WHAT THIS TASK INVOLVES
Write the next part of the article on delegated proof of stake, beginning after its final sentence.

PASSAGE PROVIDED
** Start **

Get the best insights in crypto delivered directly to your inbox. Subscribe to our newsletter below.

mail icon

Delegated Proof of Stake: Features and Tradeoffs

Kyle Samani
Tushar Jain
March 2, 2018 | 20 Minute Read

A short overview is presented below. To download our full 19-page report, please click the PDF link.

Intro

Distributed ledgers don’t easily scale. That fact has become readily apparent in the last few years as Bitcoin, Ethereum, and others have faced serious challenges as they attempt to increase the speed and throughput of their platforms.

This problem can be best understood as a scalability trilemma (this idea was first formalized by Vitalik Buterin and Trent McConaghy). The scalability trilemma posits that any blockchain system in which every node validates every transaction can have only two of three potential properties: decentralization of block production (DBP), safety, and scalability. These properties can be defined as follows:

  • DBP can be quantified as the number of block producers.
  • Safety can be quantified as the cost of mounting a Byzantine attack that affects liveness or transaction ordering. Note that safety does not refer to the integrity of cryptographic signatures, or the ability of a 3rd party to derive a set of private keys from public keys.
  • Scalability can be quantified as the number of transactions per unit of time that the system can process.

While projects like Ethereum, Dfinity, Polkadot, and Kadena are attempting to solve the scalability trilemma via sharding, alternative consensus schemes, and other techniques, we don’t yet have a live platform that has solved this trilemma. Even if one of these projects does manage to solve the scalability trilemma, the market may not care. It is entirely possible that users are willing to accept tradeoffs in decentralization of block production or safety in the name of better performance and easier user experience for certain use cases.

Decentralization is valuable to ensure that any given party cannot alter the database. More decentralization means it is harder to collude to alter the database. There are different levels of protection which are necessary for different use cases. Bitcoin, being censorship-resistant money, is designed for sovereign-grade protection; it is designed to withstand an attack by a large nation-state. However this isn’t necessary for most decentralized applications (dApps). These dApps need platform-grade protection; global, neutral databases uncontrolled by any one party.

Delegated Proof of Stake (DPoS) concentrates block production in the hands of just a few, known, semi-trusted entities in order to achieve orders of magnitude more scalability than proof-of-work (PoW) or other proof-of-stake (PoS) blockchains. In this analysis, we’ll examine the features and tradeoffs of DPoS.

Delegated Proof of Stake

Delegated proof of stake (DPoS) is a consensus algorithm invented by Dan Larimer in 2013. DPoS was originally invented to power BitShares, Larimer’s first blockchain project. He refined it in his second project, Steem, and is refining it further in EOS, which he’s been working on for about one year. While Larimer invented DPoS and continues to evolve the algorithm, several other projects have adopted DPoS and made changes.

** End **

(Extracted records)
** Start **

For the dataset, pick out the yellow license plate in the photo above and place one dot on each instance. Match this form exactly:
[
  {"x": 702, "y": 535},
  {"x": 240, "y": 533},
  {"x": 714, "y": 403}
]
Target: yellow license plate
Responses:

** End **

EXERCISE RESPONSE
In DPoS, those who hold the network token are able to cast votes to elect block producers; votes are weighted by the voter’s stake, and the block producer candidates that receive the most votes are those who produce blocks. Users can also delegate (“proxy”) their voting power to another user who can vote on their behalf. DPoS is a liquid, representative democracy with token holder suffrage. DPoS can also be thought of as a formalized, digital version of a traditional organizational hierarchy that operates in a completely transparent way. While there are problems with both democracy and corporate governance that are beyond the scope of this paper, one compelling features of DPoS is that the open-source nature of these protocols means that users can fork if they disagree with the majority. The same cannot be said of democracies, corporations, and other organizational structures. DPoS adopts ideas from many traditional governance models, but is ultimately far more flexible and transparent.

Block producers can be voted in or out at any time, so the threat of loss of income and reputation is one of the major incentives against bad behavior. Additionally, slashing conditions can be implemented in DPoS rather trivially. Most traditional PoS implementations allow users to produce blocks proportional to their stake in the network. DPoS allows users to cast votes proportional to their stake to decide who produces blocks. Block producers themselves do not necessarily need to have a large stake, but they must compete to receive votes from users.

DPoS can power entire blockchains, or it can be used as a consensus algorithm for child chains, sidechains, private blockchains, and more. DPoS could be used to power consensus within Ethereum Plasma chains, and DPoS bears many similarities to the “Proof of Authority” consensus mechanism formalized by Parity. It could also be a solution for application-specific chains like those in Cosmos zones.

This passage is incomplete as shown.